What the task asks: Would you reproduce the listing exactly, leaving nothing out?

Record set:

------------------------

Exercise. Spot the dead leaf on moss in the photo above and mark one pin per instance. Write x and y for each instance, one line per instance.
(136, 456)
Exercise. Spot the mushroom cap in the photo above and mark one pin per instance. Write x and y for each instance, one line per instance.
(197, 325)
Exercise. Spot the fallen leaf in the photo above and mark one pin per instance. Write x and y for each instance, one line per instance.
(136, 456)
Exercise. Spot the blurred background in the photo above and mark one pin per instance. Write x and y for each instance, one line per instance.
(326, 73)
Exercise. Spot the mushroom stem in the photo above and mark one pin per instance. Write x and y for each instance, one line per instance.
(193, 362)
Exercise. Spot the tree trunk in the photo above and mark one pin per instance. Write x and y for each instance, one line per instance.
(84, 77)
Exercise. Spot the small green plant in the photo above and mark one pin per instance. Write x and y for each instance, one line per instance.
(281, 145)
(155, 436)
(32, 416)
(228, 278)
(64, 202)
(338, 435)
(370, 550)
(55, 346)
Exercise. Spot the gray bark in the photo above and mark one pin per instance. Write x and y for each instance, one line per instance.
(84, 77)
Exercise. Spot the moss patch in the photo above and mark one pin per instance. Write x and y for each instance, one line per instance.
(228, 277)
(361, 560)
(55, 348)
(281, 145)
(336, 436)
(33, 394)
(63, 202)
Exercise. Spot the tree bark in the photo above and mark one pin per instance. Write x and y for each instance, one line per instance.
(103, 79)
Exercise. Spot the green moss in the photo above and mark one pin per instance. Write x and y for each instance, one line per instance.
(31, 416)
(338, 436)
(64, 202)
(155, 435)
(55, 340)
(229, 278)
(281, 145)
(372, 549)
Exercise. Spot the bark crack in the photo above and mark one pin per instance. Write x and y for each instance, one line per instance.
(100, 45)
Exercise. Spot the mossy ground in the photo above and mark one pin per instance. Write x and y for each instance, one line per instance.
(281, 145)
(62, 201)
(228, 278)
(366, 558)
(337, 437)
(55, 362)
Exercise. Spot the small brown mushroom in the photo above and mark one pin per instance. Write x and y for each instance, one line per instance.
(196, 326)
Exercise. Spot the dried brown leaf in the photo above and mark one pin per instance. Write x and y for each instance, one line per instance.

------------------------

Result:
Exercise. Spot the dead leaf on moss in the photo above and mark one pin per instance. Write x and y for each instance, one line per instance.
(136, 456)
Exercise. Spot the mushroom cap in the photo above and mark one pin per instance. Write x and y for each instance, one line per instance.
(197, 325)
Exercise. Spot the fallen leaf in the photo above and mark one pin per instance. Write x and y for each instance, one line per instance.
(136, 456)
Exercise. Spot the blurred background in the photo above and mark one pin per instance. Write x and y for each instance, one line per instance.
(326, 73)
Exercise. Spot the mushroom stem in the photo above and mark one pin per instance. Write x and y for each instance, one line per instance.
(193, 362)
Exercise. Spot the tree trunk in the photo above and mark one pin per instance. Write x and y for each instance, one line per instance.
(84, 77)
Exercise. Spot the small green plant in the photo above and mark one pin per instance. Write x and y for each instance, one line per instance.
(281, 145)
(155, 436)
(32, 416)
(228, 278)
(64, 202)
(338, 435)
(370, 550)
(55, 346)
Exercise. Spot the gray bark in the photo above and mark one pin per instance. Write x and y for each instance, one line per instance.
(84, 77)
Exercise. Spot the moss patch in the photo above and mark one pin per instance. Write x and y for each instance, one line per instance.
(228, 277)
(361, 560)
(55, 348)
(281, 145)
(336, 436)
(33, 394)
(63, 202)
Exercise. Spot the tree bark in the photo above and mark one pin per instance. Write x and y for each instance, one line per instance.
(103, 79)
Exercise. Spot the green moss in the photo above and mark one pin per instance. Write x and y for each instance, one line per instance.
(31, 416)
(338, 436)
(64, 202)
(155, 435)
(55, 340)
(229, 278)
(281, 145)
(372, 549)
Exercise. Spot the bark crack in the photo above and mark one pin per instance. Write x and y for each instance, one line per instance.
(100, 45)
Exercise. Spot the mossy ground in the photo above and mark one pin per instance. Write x and y for each instance, one line per instance.
(281, 145)
(62, 201)
(228, 278)
(366, 558)
(337, 437)
(55, 362)
Exercise. Spot the small brown mushroom in the photo above and mark one pin per instance. Write x and y for each instance, one line per instance.
(196, 326)
Exercise. Spot the dried brown leaf in the photo above and mark one pin per instance. Write x and y for each instance, one line per instance.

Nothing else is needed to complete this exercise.